— start EXCERPTED PASSAGE —

Some of the functions declared in pkey-helpers.h are actually defined in
protections_keys.c, meaning they can only be called from
protections_keys.c. This is less than ideal, but it is hard to avoid as
these helpers are themselves called from inline functions in
pkey-<arch>.h. Let's at least add a comment clarifying that. We can also
remove the empty definition in pkey_sighandler_tests.c:
expected_pkey_fault() is not meant to be called from there.

— end EXCERPTED PASSAGE —

= EXERCISES =
1. From the commit message about the pkey helper functions, reproduce the passage starting at "Some of the" and ending at "called from there.".
2. Answer these questions using the commit message about the pkey helper functions:
(a) In which file are some of the functions declared in pkey-helpers.h actually defined?
(b) The helpers are called from inline functions in which header?
(c) Which function's empty definition can be removed from pkey_sighandler_tests.c?
3. Resume the commit message about the pkey helper functions from its last sentence.

— start GIVEN DATA —

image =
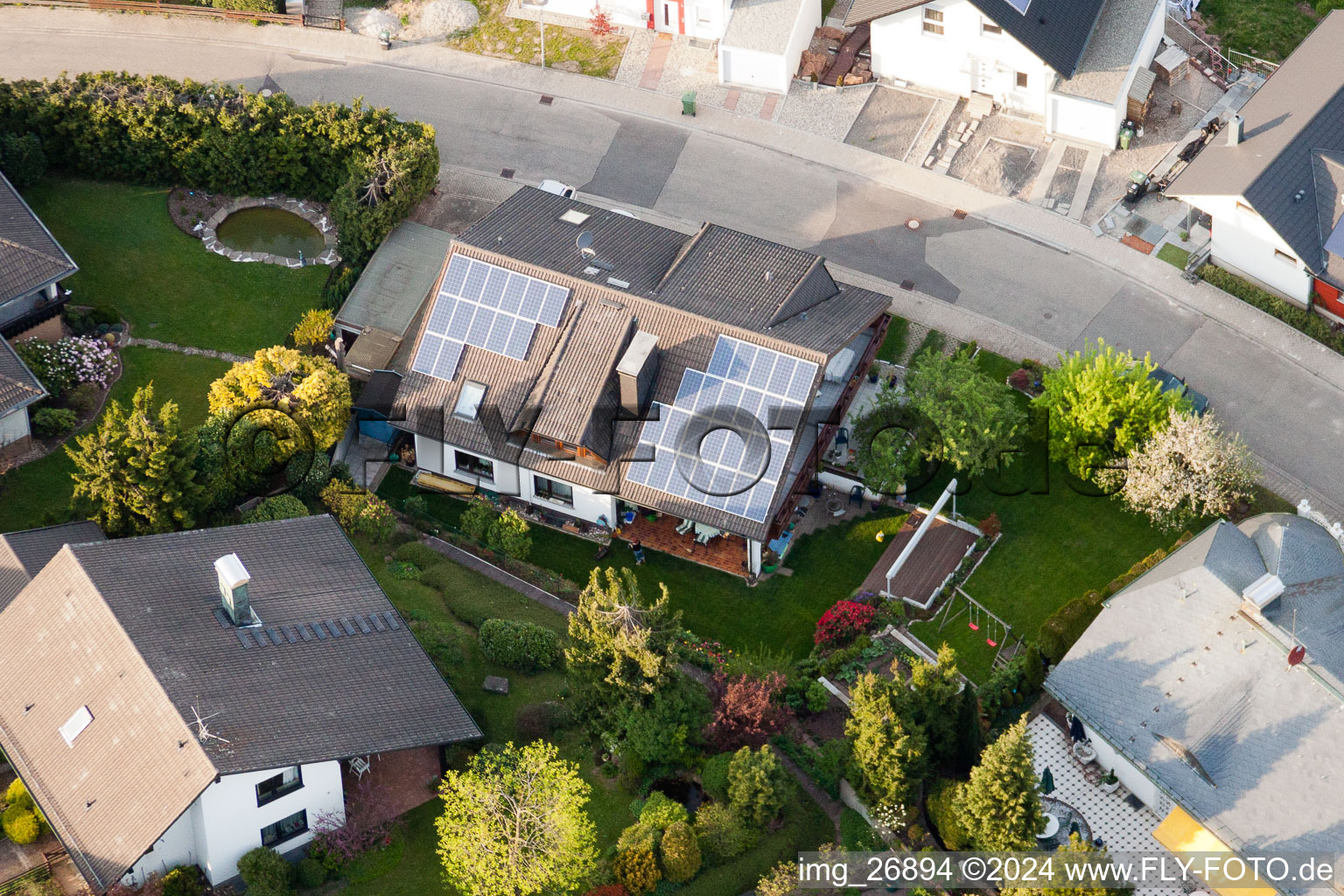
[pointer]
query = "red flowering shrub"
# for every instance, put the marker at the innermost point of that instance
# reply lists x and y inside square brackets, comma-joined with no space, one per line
[746,710]
[843,622]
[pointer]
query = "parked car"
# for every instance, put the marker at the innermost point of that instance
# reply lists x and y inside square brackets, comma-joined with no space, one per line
[558,188]
[1172,383]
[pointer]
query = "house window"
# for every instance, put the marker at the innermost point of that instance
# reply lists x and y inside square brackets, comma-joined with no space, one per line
[471,464]
[553,491]
[469,401]
[277,786]
[286,828]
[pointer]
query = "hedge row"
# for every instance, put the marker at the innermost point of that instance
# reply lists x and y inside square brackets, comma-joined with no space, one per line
[1062,629]
[371,167]
[1298,318]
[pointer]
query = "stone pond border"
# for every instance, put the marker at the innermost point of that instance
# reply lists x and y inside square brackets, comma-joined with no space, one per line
[315,216]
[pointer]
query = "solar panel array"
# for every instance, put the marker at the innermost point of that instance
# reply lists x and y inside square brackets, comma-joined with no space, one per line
[486,306]
[726,471]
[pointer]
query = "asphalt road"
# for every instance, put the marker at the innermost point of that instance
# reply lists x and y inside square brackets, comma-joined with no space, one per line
[1285,414]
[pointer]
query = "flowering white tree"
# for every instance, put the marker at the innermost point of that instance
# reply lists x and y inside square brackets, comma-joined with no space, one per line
[1187,471]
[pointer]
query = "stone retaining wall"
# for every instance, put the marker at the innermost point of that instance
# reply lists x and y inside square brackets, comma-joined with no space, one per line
[313,216]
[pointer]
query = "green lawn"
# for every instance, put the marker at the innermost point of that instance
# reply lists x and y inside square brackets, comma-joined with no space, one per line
[38,494]
[1265,29]
[164,283]
[779,614]
[411,868]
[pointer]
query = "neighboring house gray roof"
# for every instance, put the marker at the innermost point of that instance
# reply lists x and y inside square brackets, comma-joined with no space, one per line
[764,25]
[23,554]
[130,629]
[396,280]
[1058,32]
[1172,655]
[1110,52]
[19,387]
[30,256]
[1298,113]
[684,290]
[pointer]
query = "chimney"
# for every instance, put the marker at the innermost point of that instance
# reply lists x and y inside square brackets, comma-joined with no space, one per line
[233,589]
[636,371]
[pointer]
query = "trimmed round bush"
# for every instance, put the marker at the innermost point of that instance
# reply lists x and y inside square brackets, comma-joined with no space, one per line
[680,853]
[715,775]
[182,881]
[20,825]
[519,645]
[719,833]
[311,873]
[18,795]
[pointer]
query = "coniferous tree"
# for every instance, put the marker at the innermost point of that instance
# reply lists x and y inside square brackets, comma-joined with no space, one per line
[136,469]
[889,746]
[1000,805]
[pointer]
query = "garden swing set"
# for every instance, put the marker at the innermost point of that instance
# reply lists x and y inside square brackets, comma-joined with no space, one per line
[978,617]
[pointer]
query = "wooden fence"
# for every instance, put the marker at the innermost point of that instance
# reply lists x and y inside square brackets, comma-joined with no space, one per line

— end GIVEN DATA —

= RESPONSES IN ORDER =
1.
Some of the functions declared in pkey-helpers.h are actually defined in
protections_keys.c, meaning they can only be called from
protections_keys.c. This is less than ideal, but it is hard to avoid as
these helpers are themselves called from inline functions in
pkey-<arch>.h. Let's at least add a comment clarifying that. We can also
remove the empty definition in pkey_sighandler_tests.c:
expected_pkey_fault() is not meant to be called from there.

2.
(a) protections_keys.c
(b) pkey-<arch>.h
(c) expected_pkey_fault()

3.
Link: https://lkml.kernel.org/r/20241209095019.1732120-10-kevin.brodsky@arm.com
Signed-off-by: Kevin Brodsky <kevin.brodsky@arm.com>
Cc: Aruna Ramakrishna <aruna.ramakrishna@oracle.com>
Cc: Catalin Marinas <catalin.marinas@arm.com>
Cc: Dave Hansen <dave.hansen@linux.intel.com>
Cc: Joey Gouly <joey.gouly@arm.com>
Cc: Keith Lucas <keith.lucas@oracle.com>
Cc: Ryan Roberts <ryan.roberts@arm.com>
Cc: Shuah Khan <shuah@kernel.org>
Signed-off-by: Andrew Morton <akpm@linux-foundation.org>
# define noinline __attribute__((noinline))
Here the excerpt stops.